_What you need to do_:
Answer these questions about the passage on engine noise control below, one answer per line:
1. What is placed within the dual bulkhead plenum to cancel engine noise passing through it?
2. What can the plenum be damped with?
3. What kind of vehicle design can the noise control system be adapted to?

_Excerpt provided_:
>>>>
It is an object of this invention to overcome the aforementioned disadvantages of the known prior art by providing a noise cancellation system that is directed to the transfer path of the noise transmission.
It is another object of this invention to provide an adaptive system for controlling noise generated at the engine that is deployed within the dual bulkhead plenum of an automotive dashboard.
It is a feature of this invention that the dual bulkhead plenum in the vehicle dashboard is located along the transfer path along which engine noise is transmitted into the passenger compartment.
It is an advantage of this invention that utilization of sound cancellation techniques within the dual bulkhead plenum is directed to the transmission of the noise, as opposed to being directed to the source or receiver of the noise.
It is another feature of this invention that the constrained volume of the dual bulkhead plenum helps to provide a more efficient noise control system.
It is still another advantage of this invention that the deployment of simple hardware or software systems can provide a low cost and high capability active noise control within the dual bulkhead plenum of the vehicle dashboard.
It is still another object of this invention to reduce the transmission of engine noise into the passenger compartment of an automotive vehicle by interrupting the transfer path of the noise transmission.
It is still another feature of this invention to provide an adaptive noise control system within the dual bulkhead plenum of an automotive dashboard.
It is yet another feature of this invention to utilize speakers within the dual bulkhead plenum to cancel engine noise being transmitted through the plenum.
It is yet another advantage of this invention that the plenum can be damped with sound absorbing acoustic materials attached to the surface of the sheet metal forming the bulkhead.
It is a further feature of this invention that smart materials can be affixed to the walls of the box-like structure through which the noise energy is transferred to the passenger compartment of the vehicle.
It is a further advantage of this invention that the smart materials can provide a modification of the box-like structure to allow the noise control system to adapt to changes in operational environmental conditions.
It is still a further feature of this invention that the smart materials can be selectively modified to change the acoustic resonance of the box-like structure.
It is still a further advantage of this invention that the smart materials be modified to change the damping of the sheet metal walls for control and cancellation of vibrational energy being transmitted through the box-like structure.
It is yet a further feature of this invention that the utilization of smart materials applied to the walls of the box-like structure enhances the performance of an adaptive noise control system.
It is yet a further advantage of this invention that a controller in the noise control system can affect modification of the smart materials to modify the operation of the noise control system in preventing the transfer of noise energy into the passenger compartment.
It is a further advantage of this invention that the noise control system is placed in a less harsh environment than being utilized at the source of the noise.
It is still a further advantage of this invention that the noise control system can be adapted to any automotive vehicle utilizing a dual bulkhead instrument panel design.
It is yet another object of this invention to divide the box-like structure imposed across the transfer path of the noise being transmitted into chambers within each of which is located an apparatus for creating a counteracting noise generation device.
<<<<
_Record excerpts_:
>>>>
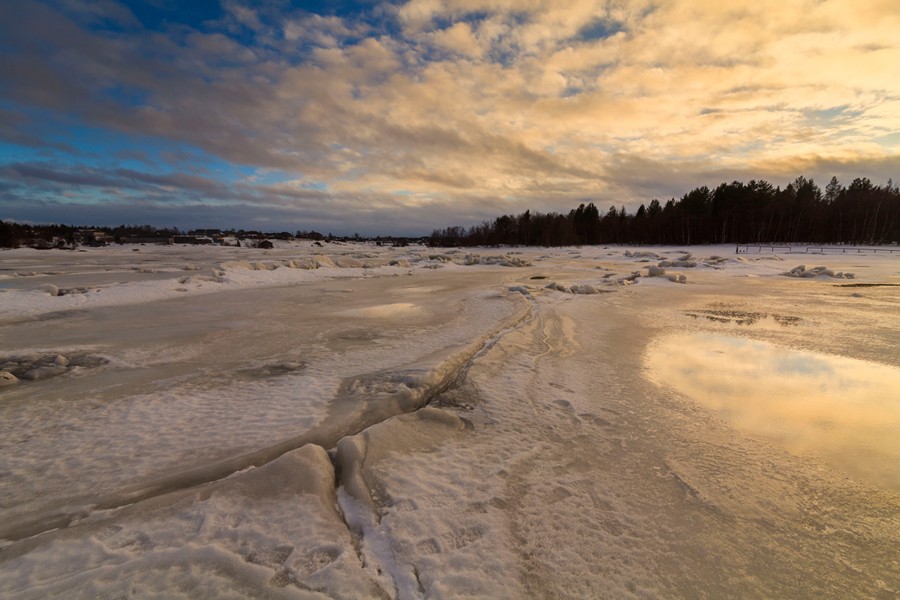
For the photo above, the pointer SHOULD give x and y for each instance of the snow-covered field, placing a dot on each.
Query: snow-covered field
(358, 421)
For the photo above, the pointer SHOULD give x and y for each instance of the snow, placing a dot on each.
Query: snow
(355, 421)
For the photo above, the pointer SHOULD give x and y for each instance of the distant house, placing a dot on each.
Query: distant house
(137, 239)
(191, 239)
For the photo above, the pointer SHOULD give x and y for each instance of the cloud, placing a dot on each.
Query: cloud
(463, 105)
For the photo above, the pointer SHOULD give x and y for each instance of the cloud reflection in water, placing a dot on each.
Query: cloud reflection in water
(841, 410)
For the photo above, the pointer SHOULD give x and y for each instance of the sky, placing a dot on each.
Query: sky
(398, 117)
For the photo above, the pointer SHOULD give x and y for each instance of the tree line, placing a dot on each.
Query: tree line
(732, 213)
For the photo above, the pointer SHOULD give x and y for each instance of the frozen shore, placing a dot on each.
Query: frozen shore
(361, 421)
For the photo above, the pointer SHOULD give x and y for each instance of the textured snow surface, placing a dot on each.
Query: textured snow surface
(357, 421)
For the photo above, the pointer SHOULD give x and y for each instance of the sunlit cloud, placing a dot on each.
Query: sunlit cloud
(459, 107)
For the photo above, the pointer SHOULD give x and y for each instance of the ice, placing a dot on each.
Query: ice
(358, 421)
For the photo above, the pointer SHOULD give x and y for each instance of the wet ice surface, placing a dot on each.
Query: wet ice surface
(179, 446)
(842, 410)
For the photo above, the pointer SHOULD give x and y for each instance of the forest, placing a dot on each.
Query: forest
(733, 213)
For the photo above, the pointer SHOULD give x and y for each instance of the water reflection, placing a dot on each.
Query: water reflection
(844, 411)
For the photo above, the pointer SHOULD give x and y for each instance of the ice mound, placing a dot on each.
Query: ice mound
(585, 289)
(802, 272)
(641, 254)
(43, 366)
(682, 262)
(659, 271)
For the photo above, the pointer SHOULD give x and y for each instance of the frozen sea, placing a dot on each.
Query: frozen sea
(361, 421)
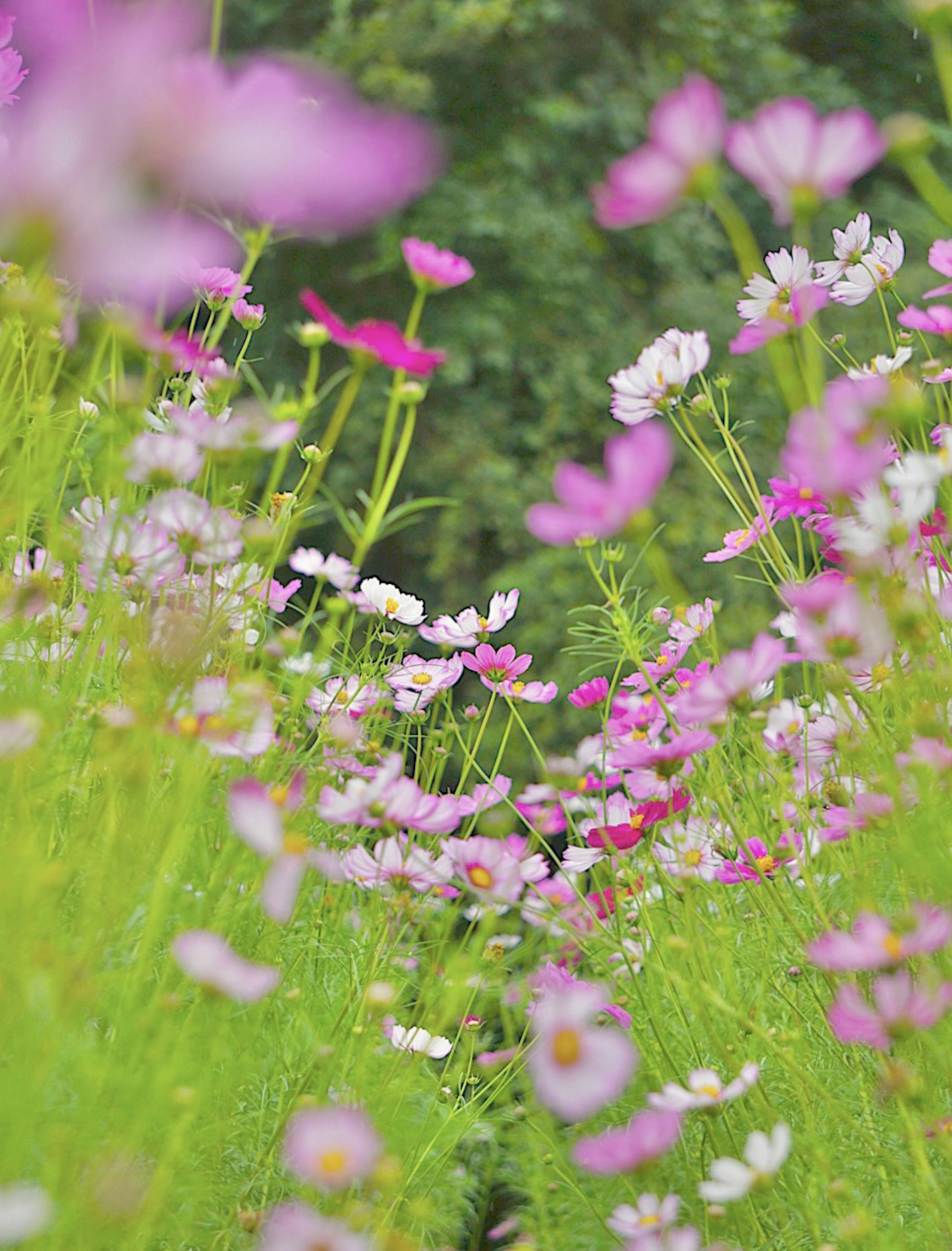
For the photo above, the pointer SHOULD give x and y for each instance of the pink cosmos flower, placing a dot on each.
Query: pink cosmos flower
<<<<
_Completed exercise_:
1. Speakers.
2. Sound absorbing acoustic materials attached to the surface of the sheet metal forming the bulkhead.
3. Any automotive vehicle utilizing a dual bulkhead instrument panel design.